* **Task prompt**
In the forum thread about .22 Magnum handguns, what reason does Scotty D. give for the jump in the Kel-Tec PM-30's price? Answer in one to three sentences.

* **Article**
[Begin]

# 22 mag handgun?



## saskredneck (Oct 19, 2010)

ive got a 9mm and enjoy shooting it, now i was thinking of a 22 or 22wmr. ruger makes a revolver that interchanges, anyone shoot one? any other ideas or suggestions? maybe something i could atach an optic on. also on a side note what kind of site could i put on my FEG 9mm, its basically a browning highpower, laser?


----------



## sneakygroundbuzzard (Nov 1, 2012)

you cant and wont go wrong with the RUGER SUPER SINGLE SIX

ya its single action,but still cant be beat


----------



## youngdon (Mar 10, 2010)

+1 The Single Six is a great gun.


----------



## prairiewolf (Feb 19, 2012)

I have been looking at some single six on gunbroker, but I need SG to buy another set of calls first. LOL


----------



## vtguy17 (Dec 17, 2012)

I have a stainless single six 22 mag with a 6 In barrel. One of my favorite pistols. I squirrel hunt with it almost exclusively these days. Excellent pistol and extremely accurate.

I carry it in a leather cross draw holster and have taken a lot of squirrel and rabbit with it. They do make a model with a scope rail but it's much more fun to shoot open sights with it IMO.

If you find one for a decent price jump on it, it's an excellent shooter.

http://imageshack.us/a/img267/1761/imagepde.jpg


----------



## saskredneck (Oct 19, 2010)

I'll have to see what I can find. Not much selection around here. Might have to order one. Gonna wait for the price of wheat to go up first. Lol


----------



## christopher (Oct 10, 2010)

gona wheat it out eh


----------



## saskredneck (Oct 19, 2010)

Lol.


----------



## singlesix (May 13, 2010)

Look at my avatar , this is my favorite gun, Ruger single six hunter. This gun has seen alot of jack rabbits. Shoots great looks good, will last forever.


----------



## vtguy17 (Dec 17, 2012)

Love the single six, couldnt get the link I posted above to work, here is a pictures of mine.


----------



## Scotty D. (Feb 23, 2012)

I'd like to get one of those Kel-Tec PM-30 's...Darn price jumped nearly $200 after they went thru the the top gun/weapons magazine reviews & came out on the A+ side...


----------



## fr3db3ar (Aug 6, 2011)

While the Ruger is a great gun, it was out of any budget I put up for handguns. I have a Taurus Tracker 7 shot WMR revolver and love it. I put a Weiner? mount for my red dot and it hits anything I point it at.


----------



## bowhunter1 (Jan 22, 2012)

I just got a ruger single six from my dad .Its been in the family since its 1973 build date and when I got it in original box ,both 22lr and 22mag cylinders and everything that came with it new, it maybe had 100 rounds shot through it . Well Ive put at least another through it and its is an awsome gun . If I wasnt given this one and was in the market for a 22 revolver this would be the one I would buy.


----------

[End]

[Saved entries]
[Begin]

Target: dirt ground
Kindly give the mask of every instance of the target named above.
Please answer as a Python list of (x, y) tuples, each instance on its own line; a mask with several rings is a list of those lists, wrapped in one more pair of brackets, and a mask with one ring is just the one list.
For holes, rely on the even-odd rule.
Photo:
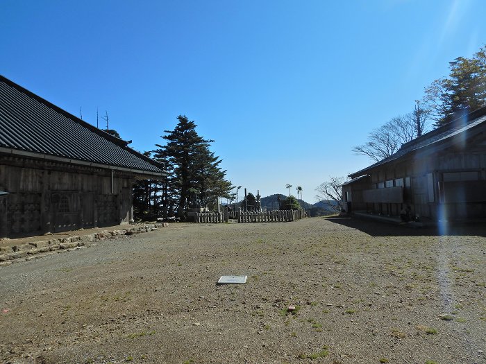
[(443, 232), (171, 224), (1, 267), (0, 361), (485, 363), (486, 227)]

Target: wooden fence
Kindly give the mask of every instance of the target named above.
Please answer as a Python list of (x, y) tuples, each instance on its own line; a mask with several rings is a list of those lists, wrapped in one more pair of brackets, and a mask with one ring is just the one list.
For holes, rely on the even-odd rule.
[(274, 210), (267, 211), (239, 211), (238, 223), (285, 223), (304, 217), (304, 210)]
[(196, 213), (195, 223), (228, 223), (228, 219), (233, 218), (238, 223), (286, 223), (296, 221), (305, 216), (304, 210), (274, 210), (267, 211), (237, 211)]
[(228, 223), (227, 212), (200, 212), (195, 216), (195, 223)]

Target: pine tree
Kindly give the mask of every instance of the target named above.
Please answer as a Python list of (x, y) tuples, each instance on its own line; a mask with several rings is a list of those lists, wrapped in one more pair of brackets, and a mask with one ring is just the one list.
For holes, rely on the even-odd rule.
[(471, 58), (459, 57), (449, 64), (449, 77), (425, 89), (424, 101), (436, 126), (486, 105), (486, 47)]

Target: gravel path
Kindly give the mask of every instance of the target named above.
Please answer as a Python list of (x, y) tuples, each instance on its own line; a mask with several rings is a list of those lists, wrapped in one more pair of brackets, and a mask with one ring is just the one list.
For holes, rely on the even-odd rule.
[(171, 224), (1, 267), (0, 361), (485, 363), (485, 233)]

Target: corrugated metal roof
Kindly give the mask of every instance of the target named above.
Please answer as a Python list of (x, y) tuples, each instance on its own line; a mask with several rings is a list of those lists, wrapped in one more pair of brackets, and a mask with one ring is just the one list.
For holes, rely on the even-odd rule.
[(450, 139), (458, 135), (467, 132), (473, 128), (478, 126), (486, 121), (486, 107), (482, 107), (476, 110), (468, 115), (459, 118), (451, 123), (437, 128), (428, 133), (424, 134), (421, 137), (415, 138), (414, 139), (402, 144), (400, 149), (396, 153), (392, 154), (389, 157), (385, 158), (380, 162), (371, 164), (365, 168), (363, 168), (358, 172), (351, 173), (350, 177), (355, 178), (358, 176), (364, 174), (367, 171), (388, 163), (389, 162), (398, 159), (402, 157), (415, 152), (418, 150), (435, 146), (438, 144)]
[(161, 165), (0, 76), (0, 147), (161, 173)]

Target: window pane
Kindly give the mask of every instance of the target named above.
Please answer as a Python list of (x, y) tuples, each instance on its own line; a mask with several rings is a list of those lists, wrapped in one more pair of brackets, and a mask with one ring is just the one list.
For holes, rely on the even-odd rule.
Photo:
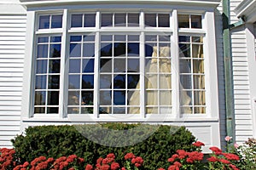
[(155, 14), (145, 14), (145, 26), (156, 27)]
[(61, 44), (51, 44), (50, 45), (50, 54), (51, 58), (60, 58), (61, 57)]
[(96, 26), (96, 14), (84, 14), (84, 27), (95, 27)]
[(139, 56), (140, 44), (139, 42), (128, 42), (128, 56)]
[(36, 76), (36, 89), (46, 89), (46, 76)]
[(94, 72), (94, 60), (83, 60), (82, 72)]
[(62, 14), (52, 15), (51, 28), (61, 28), (61, 27), (62, 27)]
[(35, 105), (45, 105), (46, 92), (35, 92)]
[(68, 91), (68, 105), (79, 105), (79, 91)]
[(37, 73), (42, 74), (47, 72), (47, 60), (37, 60)]
[(69, 89), (80, 89), (80, 75), (69, 75), (68, 76), (68, 88)]
[(59, 105), (59, 91), (48, 92), (48, 105)]
[(102, 14), (102, 26), (113, 26), (113, 14)]
[(126, 25), (126, 14), (114, 14), (114, 26), (125, 26)]
[(83, 57), (94, 57), (95, 44), (94, 43), (84, 43)]
[(125, 88), (126, 76), (115, 75), (113, 77), (113, 88)]
[(128, 26), (139, 26), (139, 14), (128, 14)]
[(48, 44), (38, 44), (37, 58), (47, 58), (47, 57), (48, 57)]
[(49, 28), (49, 15), (39, 16), (39, 29)]
[(82, 27), (83, 14), (72, 14), (71, 27)]
[(178, 14), (178, 27), (179, 28), (189, 28), (189, 14)]
[(170, 27), (169, 14), (158, 14), (158, 26)]
[(69, 73), (80, 73), (80, 61), (79, 59), (69, 60)]
[(60, 73), (61, 60), (49, 60), (49, 72)]
[(93, 105), (93, 91), (82, 92), (82, 105)]
[(113, 105), (125, 105), (125, 91), (114, 90), (113, 91)]
[(82, 76), (82, 89), (94, 88), (94, 76), (83, 75)]
[(60, 88), (60, 76), (49, 76), (48, 79), (49, 89), (59, 89)]
[(71, 43), (69, 57), (80, 57), (81, 56), (81, 44)]
[(201, 28), (201, 15), (191, 15), (191, 28)]

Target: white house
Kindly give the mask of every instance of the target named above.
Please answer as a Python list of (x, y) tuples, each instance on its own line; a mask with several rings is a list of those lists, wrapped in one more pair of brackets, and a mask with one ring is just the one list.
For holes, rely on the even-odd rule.
[(255, 137), (255, 0), (1, 0), (0, 146), (28, 126)]

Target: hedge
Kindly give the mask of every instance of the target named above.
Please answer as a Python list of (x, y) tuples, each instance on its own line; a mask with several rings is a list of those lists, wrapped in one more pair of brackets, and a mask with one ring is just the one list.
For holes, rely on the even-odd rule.
[[(166, 160), (178, 149), (186, 151), (196, 149), (191, 144), (195, 140), (195, 137), (184, 127), (167, 125), (102, 123), (42, 126), (29, 127), (25, 133), (12, 140), (21, 162), (31, 162), (41, 156), (58, 158), (74, 154), (93, 164), (97, 158), (115, 153), (118, 156), (116, 161), (122, 164), (124, 156), (132, 152), (143, 157), (144, 169), (154, 169), (166, 167)], [(140, 142), (136, 143), (138, 140)]]

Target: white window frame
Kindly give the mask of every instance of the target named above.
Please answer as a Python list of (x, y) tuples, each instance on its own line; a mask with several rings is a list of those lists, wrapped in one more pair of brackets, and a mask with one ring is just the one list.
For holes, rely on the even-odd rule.
[[(102, 10), (101, 12), (108, 12), (111, 11), (112, 9), (109, 10)], [(122, 9), (119, 9), (122, 10)], [(126, 10), (126, 9), (125, 9)], [(203, 29), (178, 29), (177, 27), (177, 14), (183, 13), (183, 14), (191, 14), (190, 10), (183, 10), (183, 9), (165, 9), (166, 12), (169, 12), (171, 14), (171, 18), (170, 18), (170, 26), (171, 28), (163, 28), (161, 31), (168, 31), (172, 32), (172, 42), (171, 43), (171, 56), (172, 56), (172, 80), (179, 80), (178, 76), (175, 74), (175, 71), (178, 71), (178, 50), (177, 49), (177, 38), (178, 35), (182, 33), (189, 33), (189, 34), (199, 34), (199, 35), (205, 35), (204, 37), (204, 56), (205, 56), (205, 65), (206, 68), (206, 97), (207, 97), (207, 113), (206, 114), (201, 114), (201, 115), (181, 115), (180, 112), (178, 111), (179, 110), (179, 96), (178, 95), (174, 95), (172, 96), (172, 113), (170, 115), (163, 115), (163, 116), (160, 116), (160, 115), (145, 115), (145, 110), (142, 109), (142, 114), (137, 116), (131, 116), (129, 115), (129, 118), (127, 117), (118, 117), (118, 119), (115, 119), (113, 117), (109, 116), (108, 115), (105, 115), (103, 116), (101, 116), (101, 118), (98, 117), (98, 107), (95, 107), (94, 111), (95, 114), (93, 115), (67, 115), (67, 110), (65, 108), (65, 105), (67, 105), (67, 93), (64, 93), (65, 91), (67, 92), (67, 69), (63, 67), (62, 65), (65, 65), (65, 60), (68, 60), (67, 59), (67, 51), (68, 51), (68, 37), (72, 33), (86, 33), (86, 32), (91, 32), (94, 31), (96, 32), (96, 38), (99, 37), (99, 29), (100, 29), (100, 12), (97, 11), (96, 9), (89, 9), (88, 14), (91, 14), (93, 12), (96, 13), (96, 27), (95, 28), (87, 28), (87, 27), (83, 27), (83, 29), (70, 29), (70, 18), (71, 18), (71, 14), (73, 13), (78, 13), (80, 14), (79, 10), (74, 10), (74, 9), (63, 9), (63, 10), (56, 10), (56, 11), (50, 11), (47, 12), (49, 14), (63, 14), (63, 21), (62, 21), (62, 28), (58, 28), (58, 29), (54, 29), (52, 31), (50, 29), (50, 31), (46, 31), (46, 30), (37, 30), (38, 26), (38, 14), (47, 14), (44, 13), (44, 11), (42, 12), (35, 12), (35, 11), (28, 11), (27, 12), (27, 32), (29, 32), (26, 36), (26, 59), (25, 59), (25, 76), (24, 76), (24, 83), (28, 84), (28, 86), (24, 87), (23, 93), (24, 94), (22, 95), (22, 117), (23, 120), (25, 121), (30, 121), (30, 120), (41, 120), (41, 121), (59, 121), (59, 122), (65, 122), (67, 121), (69, 118), (72, 120), (74, 120), (76, 122), (144, 122), (146, 120), (149, 120), (149, 122), (159, 122), (159, 121), (163, 121), (163, 122), (175, 122), (175, 121), (186, 121), (189, 119), (189, 121), (199, 121), (199, 120), (209, 120), (209, 121), (218, 121), (218, 78), (217, 78), (217, 60), (216, 60), (216, 43), (215, 43), (215, 30), (214, 30), (214, 12), (213, 11), (201, 11), (201, 10), (192, 10), (192, 14), (204, 14), (203, 18), (202, 18), (202, 28)], [(154, 8), (147, 8), (145, 10), (139, 10), (140, 12), (140, 20), (141, 22), (143, 23), (143, 14), (144, 12), (162, 12), (165, 13), (165, 10), (163, 8), (154, 9)], [(87, 10), (84, 10), (83, 14), (87, 13)], [(127, 9), (127, 13), (129, 13), (130, 10)], [(131, 12), (134, 12), (133, 10), (131, 10)], [(112, 27), (112, 28), (104, 28), (102, 29), (102, 32), (108, 32), (111, 31), (117, 31), (117, 32), (131, 32), (131, 31), (142, 31), (142, 35), (144, 35), (145, 32), (155, 32), (159, 29), (159, 27), (156, 28), (143, 28), (143, 25), (140, 25), (139, 28), (137, 27)], [(32, 33), (33, 32), (33, 33)], [(55, 115), (33, 115), (33, 95), (34, 95), (34, 53), (35, 53), (35, 42), (37, 40), (37, 35), (48, 35), (48, 34), (61, 34), (62, 35), (62, 42), (61, 42), (61, 81), (60, 81), (60, 112), (59, 114)], [(209, 41), (211, 40), (211, 41)], [(97, 39), (96, 39), (96, 42)], [(141, 46), (143, 45), (143, 39), (142, 39)], [(213, 47), (212, 47), (213, 44)], [(96, 49), (98, 48), (98, 44), (96, 43)], [(143, 50), (143, 48), (141, 48), (141, 50)], [(143, 52), (142, 52), (142, 54), (143, 55)], [(97, 50), (96, 50), (96, 55), (97, 54)], [(213, 57), (210, 57), (212, 55)], [(98, 59), (95, 59), (95, 69), (98, 68)], [(140, 63), (141, 66), (143, 65), (143, 62)], [(176, 68), (175, 68), (176, 67)], [(68, 67), (67, 67), (68, 68)], [(142, 70), (142, 69), (141, 69)], [(98, 79), (98, 75), (97, 71), (96, 74), (95, 75), (95, 88), (98, 89), (98, 83), (96, 83)], [(178, 92), (178, 82), (179, 81), (172, 81), (172, 90), (176, 90)], [(141, 83), (143, 84), (143, 83)], [(211, 85), (210, 85), (211, 84)], [(143, 88), (143, 85), (141, 85), (141, 89)], [(66, 99), (64, 100), (64, 99)], [(96, 102), (96, 98), (94, 99), (94, 101)], [(144, 103), (144, 99), (142, 99), (143, 103)], [(144, 108), (144, 107), (142, 107)], [(177, 113), (177, 114), (176, 114)], [(164, 119), (163, 119), (164, 117)], [(82, 118), (82, 119), (81, 119)], [(124, 120), (124, 118), (127, 118)]]

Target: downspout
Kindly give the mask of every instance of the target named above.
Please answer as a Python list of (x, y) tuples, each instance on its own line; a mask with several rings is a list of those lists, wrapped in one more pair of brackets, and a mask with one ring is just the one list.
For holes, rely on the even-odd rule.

[End]

* **Completed exercise**
The price jumped nearly $200 after the PM-30 went through the top gun and weapons magazine reviews and came out on the A+ side.